**EXERCISE INPUTS**

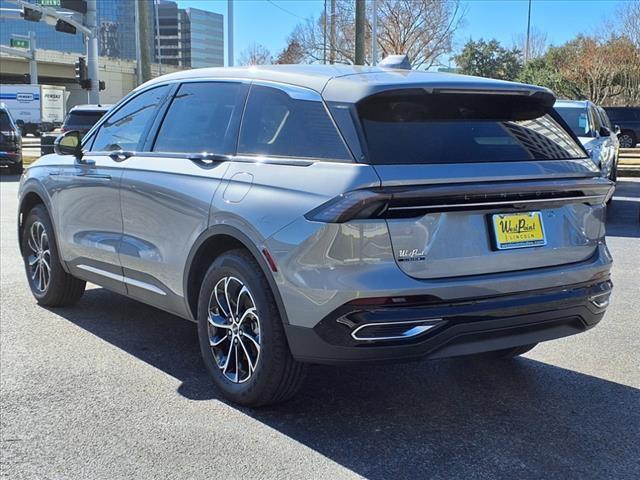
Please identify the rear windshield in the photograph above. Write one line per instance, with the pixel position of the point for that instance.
(577, 119)
(5, 123)
(414, 127)
(83, 119)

**WHAT THE TASK REQUIRES**
With the images excluded, output every record verbatim.

**RESULT**
Please identify the rear windshield in the photograph above. Write one line per instance, with the pixel position of the point for that instance.
(577, 119)
(5, 123)
(414, 127)
(83, 119)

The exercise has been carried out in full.